You look out of the window in the morning and summer seems to be continuing in a normal way. Blue sky and sunshine. And then you go out for a run and realise that there is a pleasant, but by now unfamiliar, crispness to the air. It’s quite refreshing to run at 17 or 18 degrees in the morning instead of already at 24. I don’t think the early morning freshness quite merits the wearing of a jacket buttoned up to the throat, in the manner of the dog-walking lady with whom I have a nodding acquaintance, but there it is. I have mentioned before that I have only once seen her in summer clothes and that was when the heatwave was at its height!
As well as the morning freshness, there are increasing piles of fallen leaves for the street sweeper, another nodding acquaintance, to clear up. Some of the trees are turning interesting colours. And the sun, which until recently set, dazzlingly, blindingly, directly opposite the flat, has now moved it’s setting position further south, as well as going to bed earlier than it used to.
Signs of autumn are around, even though it’s quite possible that, like last year, a summer of sorts will continue until mid-October. We will be long gone, heading back for the UK tomorrow, but something of an Indian summer is forecast there as well. Fingers crossed! Ideally, pleasantly warm but not too hot. The kind of English summer my Spanish sister gets nostalgic about.
Yesterday we decided to go for a walk before it grew too hot. So mid-morning we set off to walk to the top of the promontory of A Guía. On the side of the chapel there was a huge poster, giving some information but mainly asking people to contribute. It turns out that the chapel, which we had thought to be quite ancient, was not built until the 1950s. Part of the original plan had been to put a huge statue on the top of the building. This was to be the Sacred Heart of Jesus, or rather the figure of Jesus holding his Sacred Heart. Plans are afoot to continue with the project. A six metre tall statue will be placed on top of the tower.
It will be visible from all around the area, rather like the huge statue on the outskirts of Baiona.
Pontevedra regional government and Vigo city council are working together and appealing to people to collaborate. Which I assume means contribute money, not actually get involved in sculpting and erecting.
We have seen the results of local people getting involved in renovating works of art in churches in Spain and it has not been good!
But we were surprised at how relatively recent the construction of the chapel was. I suppose that having been built in a traditional style it can seem much older.

◆ **SHORT TASK 1**:
In the post about early autumn, when was the chapel on the promontory of A Guía built?

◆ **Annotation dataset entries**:
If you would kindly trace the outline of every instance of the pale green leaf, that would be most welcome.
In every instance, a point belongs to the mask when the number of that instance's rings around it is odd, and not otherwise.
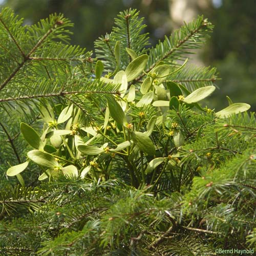
[[[59,165],[52,155],[39,150],[32,150],[28,153],[28,157],[39,165],[53,168]]]
[[[73,165],[61,168],[63,174],[68,178],[75,178],[78,176],[78,171],[76,166]]]
[[[188,104],[197,102],[211,94],[215,89],[216,87],[212,86],[198,88],[186,97],[183,101]]]
[[[28,143],[34,148],[42,150],[44,143],[37,133],[28,124],[20,123],[20,131]]]
[[[146,94],[142,96],[138,102],[136,104],[138,107],[143,106],[150,104],[154,98],[154,93],[153,92],[149,92]]]
[[[153,105],[154,106],[169,106],[169,102],[168,100],[156,100]]]
[[[111,152],[117,152],[118,151],[121,151],[121,150],[124,150],[126,147],[131,146],[133,144],[133,142],[127,140],[124,142],[122,142],[120,144],[117,145],[116,148],[111,148],[110,151]]]
[[[234,103],[217,112],[216,116],[221,118],[224,118],[233,114],[238,114],[240,112],[247,111],[250,107],[251,106],[249,104],[246,103]]]
[[[96,62],[95,67],[95,73],[97,79],[99,79],[101,77],[102,72],[104,69],[102,61],[101,60],[98,60]]]
[[[22,172],[23,172],[28,167],[28,164],[29,161],[27,161],[25,163],[14,165],[7,170],[6,175],[8,176],[15,176]]]
[[[128,54],[129,54],[129,55],[131,56],[132,59],[136,59],[138,57],[136,53],[133,50],[127,48],[125,48],[125,50],[127,52]]]
[[[155,146],[150,137],[140,132],[135,132],[132,133],[132,137],[135,144],[140,150],[153,156],[156,153]]]
[[[99,155],[104,152],[104,150],[101,148],[86,145],[79,145],[77,149],[82,154],[90,156]]]
[[[125,70],[128,82],[135,79],[142,72],[146,67],[148,58],[146,54],[143,54],[137,57],[129,63]]]

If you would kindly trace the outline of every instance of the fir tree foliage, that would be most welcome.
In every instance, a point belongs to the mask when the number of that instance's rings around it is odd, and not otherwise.
[[[1,254],[256,250],[255,114],[204,106],[216,70],[187,63],[212,25],[149,48],[136,10],[115,22],[93,58],[61,14],[1,12]]]

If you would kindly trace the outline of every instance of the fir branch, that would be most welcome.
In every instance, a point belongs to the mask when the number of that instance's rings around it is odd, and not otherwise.
[[[0,15],[1,14],[1,13],[0,13]],[[15,39],[15,38],[14,38],[14,37],[13,36],[13,35],[12,34],[12,33],[11,33],[11,31],[9,29],[9,28],[7,27],[7,26],[6,26],[6,24],[5,24],[5,23],[4,22],[4,21],[3,20],[3,19],[2,19],[2,18],[1,18],[1,16],[0,16],[0,22],[3,25],[4,27],[5,27],[5,29],[8,32],[8,34],[9,34],[9,35],[11,37],[11,38],[12,39],[12,40],[13,40],[13,42],[14,42],[14,44],[15,44],[16,46],[18,49],[19,51],[20,52],[20,53],[22,54],[22,56],[24,57],[24,59],[26,59],[26,55],[24,53],[24,52],[23,52],[23,51],[22,50],[22,48],[19,46],[19,45],[18,44],[17,41]]]
[[[3,124],[1,122],[0,122],[0,126],[2,127],[3,130],[4,132],[6,134],[6,136],[7,136],[8,138],[8,142],[10,143],[11,144],[11,146],[13,150],[13,152],[14,153],[15,155],[16,156],[16,158],[17,158],[17,160],[18,160],[18,162],[19,163],[20,163],[22,162],[20,161],[20,158],[19,158],[19,156],[18,154],[18,152],[17,151],[17,149],[16,148],[16,146],[14,145],[14,143],[13,142],[13,138],[12,138],[10,134],[9,134],[7,130],[6,129],[6,127],[4,126],[4,124]]]

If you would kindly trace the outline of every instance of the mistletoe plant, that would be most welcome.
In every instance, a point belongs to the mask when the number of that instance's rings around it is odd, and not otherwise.
[[[223,110],[205,106],[216,69],[188,58],[212,31],[206,19],[150,48],[143,18],[127,10],[95,55],[67,44],[62,15],[22,25],[2,10],[0,160],[22,186],[0,194],[0,251],[215,255],[255,246],[255,116],[228,97]]]
[[[134,22],[132,14],[122,15],[125,19]],[[199,20],[202,31],[210,29],[211,25],[206,19],[201,17],[195,22]],[[191,26],[189,24],[185,29]],[[109,45],[113,36],[103,41]],[[169,41],[166,39],[166,42]],[[101,118],[90,118],[85,125],[81,120],[86,118],[86,115],[81,116],[84,115],[75,103],[65,107],[56,118],[53,108],[45,102],[39,108],[40,116],[45,122],[40,136],[29,125],[20,124],[24,138],[34,150],[28,153],[25,162],[10,168],[7,175],[17,176],[24,185],[19,174],[31,160],[42,168],[39,180],[54,178],[61,173],[74,178],[106,180],[115,177],[113,170],[118,166],[122,175],[129,174],[132,185],[155,186],[163,173],[169,172],[173,166],[180,166],[173,158],[179,162],[185,156],[179,154],[179,150],[197,135],[198,139],[199,130],[205,125],[205,121],[199,122],[191,131],[182,117],[186,111],[191,110],[191,115],[203,115],[210,123],[218,118],[249,108],[246,103],[231,103],[217,113],[207,108],[203,109],[198,102],[209,96],[215,86],[204,86],[191,92],[182,83],[170,79],[179,72],[184,72],[182,70],[187,59],[177,68],[175,59],[168,56],[172,53],[167,52],[160,59],[154,60],[147,69],[148,62],[153,61],[152,52],[155,54],[158,46],[148,51],[137,49],[136,53],[133,49],[124,47],[123,42],[116,39],[114,42],[115,69],[102,76],[105,72],[104,64],[109,68],[110,61],[98,60],[95,66],[93,65],[91,76],[93,78],[91,80],[115,85],[118,89],[115,95],[107,95],[101,101],[90,93],[83,95],[84,103],[88,101],[94,105]],[[127,46],[131,47],[131,42],[128,42]],[[100,47],[102,44],[102,41],[98,40],[96,45]],[[172,51],[174,50],[169,50]],[[147,52],[148,55],[145,54]],[[99,55],[99,58],[101,57]],[[108,60],[108,57],[105,55],[104,58]],[[195,108],[199,111],[192,110]],[[181,125],[172,118],[174,113],[180,117]]]

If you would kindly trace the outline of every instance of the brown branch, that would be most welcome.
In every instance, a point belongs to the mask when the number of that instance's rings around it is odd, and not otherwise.
[[[1,22],[3,22],[1,20],[0,18],[0,21]],[[56,22],[57,23],[57,22]],[[56,24],[54,24],[54,26],[55,26]],[[5,25],[4,25],[5,26]],[[8,30],[8,28],[7,28],[7,29]],[[9,30],[8,30],[8,32],[9,32]],[[52,29],[49,29],[47,32],[42,36],[42,37],[39,40],[39,41],[37,42],[37,43],[35,45],[35,46],[33,48],[33,49],[30,51],[30,52],[29,53],[29,54],[25,56],[25,54],[23,53],[23,52],[22,51],[22,54],[24,58],[24,59],[23,61],[17,67],[17,68],[14,70],[14,71],[10,75],[9,77],[7,78],[5,81],[4,81],[4,82],[0,86],[0,91],[1,91],[2,89],[3,89],[6,84],[14,77],[14,76],[16,75],[17,72],[24,66],[24,64],[29,59],[29,57],[41,45],[41,44],[44,42],[44,41],[47,38],[47,37],[51,34],[51,33],[53,31]],[[10,33],[10,32],[9,32]],[[13,38],[12,35],[11,35],[11,36],[12,38]],[[15,39],[13,38],[13,39],[14,40],[14,42],[16,42],[15,41]],[[20,50],[21,51],[21,50]]]
[[[0,204],[12,204],[12,203],[45,203],[46,200],[45,199],[34,200],[3,200],[0,201]]]
[[[60,92],[59,93],[49,93],[49,94],[38,94],[38,95],[31,95],[27,96],[22,96],[22,97],[16,97],[15,98],[8,98],[6,99],[0,99],[0,102],[6,102],[6,101],[11,101],[13,100],[22,100],[24,99],[37,99],[39,98],[44,98],[46,97],[57,97],[57,96],[65,96],[65,95],[70,95],[70,94],[85,94],[88,93],[97,93],[98,94],[115,94],[119,95],[118,92],[104,92],[100,91],[74,91],[72,92]]]
[[[217,80],[219,80],[216,77],[212,78],[205,78],[202,79],[180,79],[172,80],[172,81],[175,82],[215,82]]]
[[[29,57],[29,59],[30,60],[54,60],[54,61],[82,61],[82,59],[73,58],[48,58],[48,57]],[[87,61],[86,59],[86,61]]]
[[[219,232],[216,232],[215,231],[206,230],[205,229],[200,229],[199,228],[194,228],[193,227],[187,227],[184,226],[181,226],[181,227],[184,228],[185,229],[187,229],[188,230],[195,231],[196,232],[200,232],[201,233],[205,233],[207,234],[219,234],[220,233]]]

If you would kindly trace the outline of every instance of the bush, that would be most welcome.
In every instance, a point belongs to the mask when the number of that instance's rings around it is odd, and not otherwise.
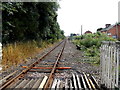
[[[81,46],[82,51],[85,52],[85,56],[99,58],[99,47],[101,46],[102,41],[116,41],[116,39],[108,37],[106,34],[97,32],[95,34],[76,36],[74,37],[73,43]],[[99,62],[100,61],[98,60],[97,63]]]

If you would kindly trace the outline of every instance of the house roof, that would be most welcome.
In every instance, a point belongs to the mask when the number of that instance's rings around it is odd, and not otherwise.
[[[103,28],[101,31],[107,31],[107,30],[113,28],[114,26],[115,26],[115,25],[110,25],[108,28]]]

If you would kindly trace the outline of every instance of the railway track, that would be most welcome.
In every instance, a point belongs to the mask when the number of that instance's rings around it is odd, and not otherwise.
[[[49,52],[40,57],[37,61],[33,62],[29,66],[22,66],[23,69],[19,74],[14,75],[17,71],[9,74],[3,78],[0,82],[0,90],[6,89],[99,89],[99,85],[95,78],[84,72],[80,74],[71,72],[69,77],[62,76],[62,70],[71,69],[71,67],[60,67],[61,56],[64,52],[66,40],[60,42]],[[61,48],[61,47],[62,48]],[[46,60],[50,54],[59,48],[55,55],[54,60]],[[14,76],[14,77],[13,77]]]

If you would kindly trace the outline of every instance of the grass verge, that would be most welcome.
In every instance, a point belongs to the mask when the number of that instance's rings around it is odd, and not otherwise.
[[[53,44],[47,41],[28,41],[17,42],[14,44],[7,44],[3,46],[3,57],[1,65],[3,70],[11,66],[17,66],[20,63],[27,62],[28,57],[35,57],[36,54],[43,51],[46,47],[50,47]]]

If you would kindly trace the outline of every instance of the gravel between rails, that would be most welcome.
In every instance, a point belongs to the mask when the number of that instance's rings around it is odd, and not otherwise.
[[[57,44],[58,43],[56,43],[55,45],[57,45]],[[32,62],[37,60],[39,57],[41,57],[43,54],[45,54],[46,52],[51,50],[53,47],[46,48],[43,52],[37,54],[35,58],[28,59],[29,61],[26,64],[22,64],[22,65],[25,65],[25,66],[30,65]],[[42,64],[45,64],[46,62],[52,63],[53,61],[55,61],[56,57],[58,55],[58,52],[61,48],[62,48],[62,45],[60,45],[58,48],[56,48],[42,62],[40,62],[40,64],[38,64],[36,66],[40,66]],[[60,77],[64,78],[64,79],[65,78],[70,78],[72,76],[71,72],[77,73],[77,74],[81,74],[82,72],[85,72],[85,73],[88,73],[88,74],[92,74],[93,76],[95,76],[96,80],[98,82],[100,82],[100,67],[99,66],[93,66],[89,63],[81,62],[82,59],[84,59],[83,52],[81,52],[80,50],[77,50],[76,46],[74,44],[72,44],[70,41],[67,41],[64,52],[63,52],[63,55],[60,59],[61,64],[59,64],[58,66],[71,67],[72,69],[59,70],[59,71],[61,71],[61,73],[56,73],[55,74],[56,78],[60,78]],[[23,70],[23,68],[21,68],[21,65],[18,65],[18,67],[12,68],[11,70],[7,70],[7,72],[2,73],[1,75],[3,75],[3,77],[4,77],[4,76],[8,75],[10,72],[13,72],[15,70],[19,70],[19,72],[20,72],[20,71]],[[8,71],[9,71],[9,73],[8,73]],[[28,74],[28,76],[25,76],[25,77],[27,78],[27,77],[36,76],[36,78],[37,78],[39,76],[43,77],[44,75],[48,75],[48,74],[37,73],[37,72],[34,72],[32,74],[32,72],[30,72]]]

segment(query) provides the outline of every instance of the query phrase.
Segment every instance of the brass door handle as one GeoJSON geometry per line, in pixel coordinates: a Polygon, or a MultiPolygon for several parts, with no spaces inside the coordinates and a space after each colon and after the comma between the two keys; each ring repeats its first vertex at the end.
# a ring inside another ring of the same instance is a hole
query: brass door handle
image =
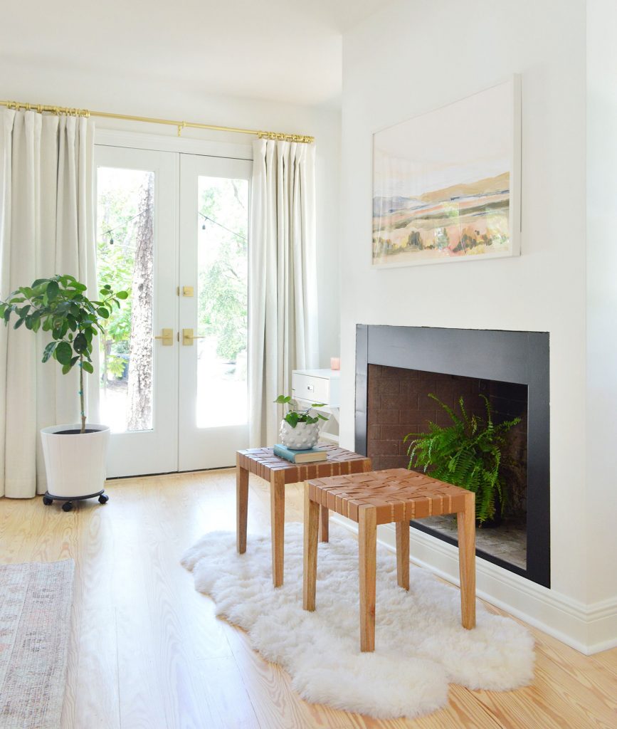
{"type": "Polygon", "coordinates": [[[160,337],[154,337],[154,339],[160,339],[164,347],[170,347],[173,345],[173,330],[162,329],[160,337]]]}
{"type": "Polygon", "coordinates": [[[205,339],[205,337],[203,335],[196,336],[193,334],[193,330],[192,329],[182,330],[182,343],[185,347],[192,346],[194,339],[205,339]]]}

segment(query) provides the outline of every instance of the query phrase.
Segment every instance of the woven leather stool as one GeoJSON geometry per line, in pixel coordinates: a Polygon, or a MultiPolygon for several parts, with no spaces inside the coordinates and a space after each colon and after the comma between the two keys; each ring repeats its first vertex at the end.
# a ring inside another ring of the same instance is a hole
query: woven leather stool
{"type": "Polygon", "coordinates": [[[396,524],[398,585],[409,589],[409,521],[456,514],[458,523],[461,623],[476,625],[476,495],[404,468],[371,471],[304,483],[304,564],[302,605],[315,609],[317,538],[321,507],[358,525],[360,648],[375,649],[377,528],[396,524]]]}
{"type": "MultiPolygon", "coordinates": [[[[275,456],[271,448],[249,448],[236,451],[236,523],[237,548],[240,554],[246,551],[246,523],[248,514],[248,474],[254,473],[270,485],[272,518],[272,583],[283,584],[283,539],[285,529],[285,485],[298,483],[307,478],[362,473],[371,469],[371,459],[366,456],[345,451],[337,445],[322,444],[328,454],[326,461],[318,463],[290,463],[275,456]]],[[[321,540],[328,541],[328,510],[321,509],[321,540]]]]}

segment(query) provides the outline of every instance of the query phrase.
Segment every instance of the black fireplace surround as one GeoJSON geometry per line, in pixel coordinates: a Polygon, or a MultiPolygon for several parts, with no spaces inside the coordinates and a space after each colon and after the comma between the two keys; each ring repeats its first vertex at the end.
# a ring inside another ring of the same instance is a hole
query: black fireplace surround
{"type": "MultiPolygon", "coordinates": [[[[549,334],[424,327],[356,326],[355,451],[366,454],[369,364],[516,383],[527,387],[527,568],[479,557],[551,586],[549,334]]],[[[412,526],[451,544],[421,522],[412,526]]]]}

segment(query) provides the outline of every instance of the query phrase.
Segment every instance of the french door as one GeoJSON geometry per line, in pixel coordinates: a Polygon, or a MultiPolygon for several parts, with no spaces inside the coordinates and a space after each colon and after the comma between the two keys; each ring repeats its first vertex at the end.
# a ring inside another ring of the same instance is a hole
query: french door
{"type": "Polygon", "coordinates": [[[232,465],[248,444],[246,160],[97,147],[108,475],[232,465]]]}

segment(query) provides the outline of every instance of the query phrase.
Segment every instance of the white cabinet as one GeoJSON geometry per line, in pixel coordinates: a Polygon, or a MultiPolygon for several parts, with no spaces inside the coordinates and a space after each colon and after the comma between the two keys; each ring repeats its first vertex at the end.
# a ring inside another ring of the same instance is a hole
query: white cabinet
{"type": "Polygon", "coordinates": [[[313,402],[322,402],[325,408],[320,408],[323,413],[329,413],[330,418],[323,426],[320,437],[339,442],[338,430],[340,403],[340,371],[339,370],[294,370],[291,373],[291,397],[299,405],[309,405],[313,402]]]}
{"type": "Polygon", "coordinates": [[[339,375],[338,370],[294,370],[291,373],[291,397],[338,408],[339,375]]]}

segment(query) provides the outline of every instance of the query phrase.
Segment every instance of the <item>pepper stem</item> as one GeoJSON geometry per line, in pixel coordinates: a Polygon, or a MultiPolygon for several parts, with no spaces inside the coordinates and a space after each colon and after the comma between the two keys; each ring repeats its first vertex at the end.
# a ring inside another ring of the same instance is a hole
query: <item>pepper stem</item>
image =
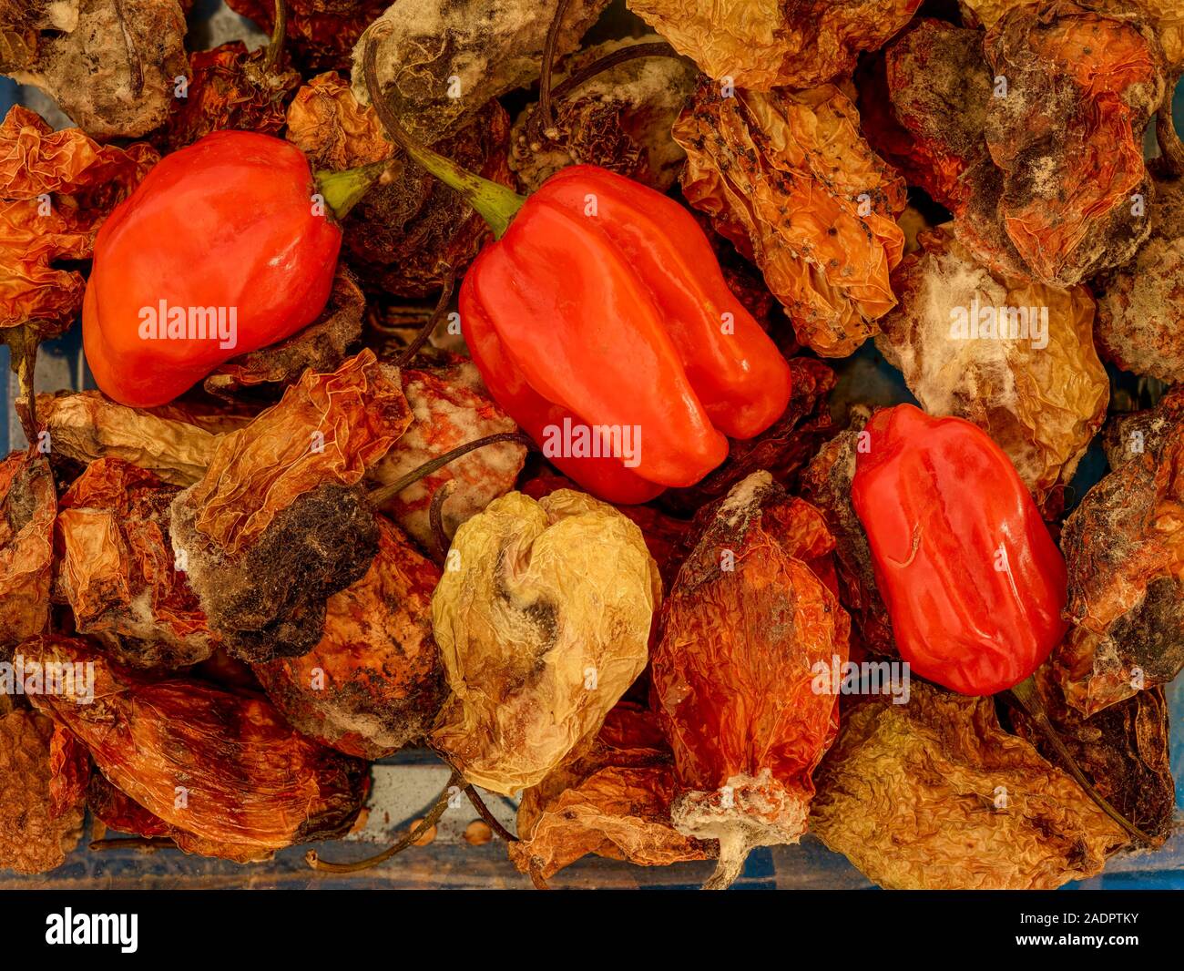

◆ **SHORT TASK 2**:
Return each line of the records that contains the word "stool".

◆ **EXPECTED ANSWER 1**:
It was built in the 1950s.

◆ **EXPECTED ANSWER 2**:
Segment every instance of the woven leather stool as one GeoJSON geometry per line, in pixel coordinates: a Polygon, or a MultiPolygon for several parts, with no spaces inside the coordinates and a space after each colon and after the comma between the two keys; each ring repeats its first vertex at the end.
query: woven leather stool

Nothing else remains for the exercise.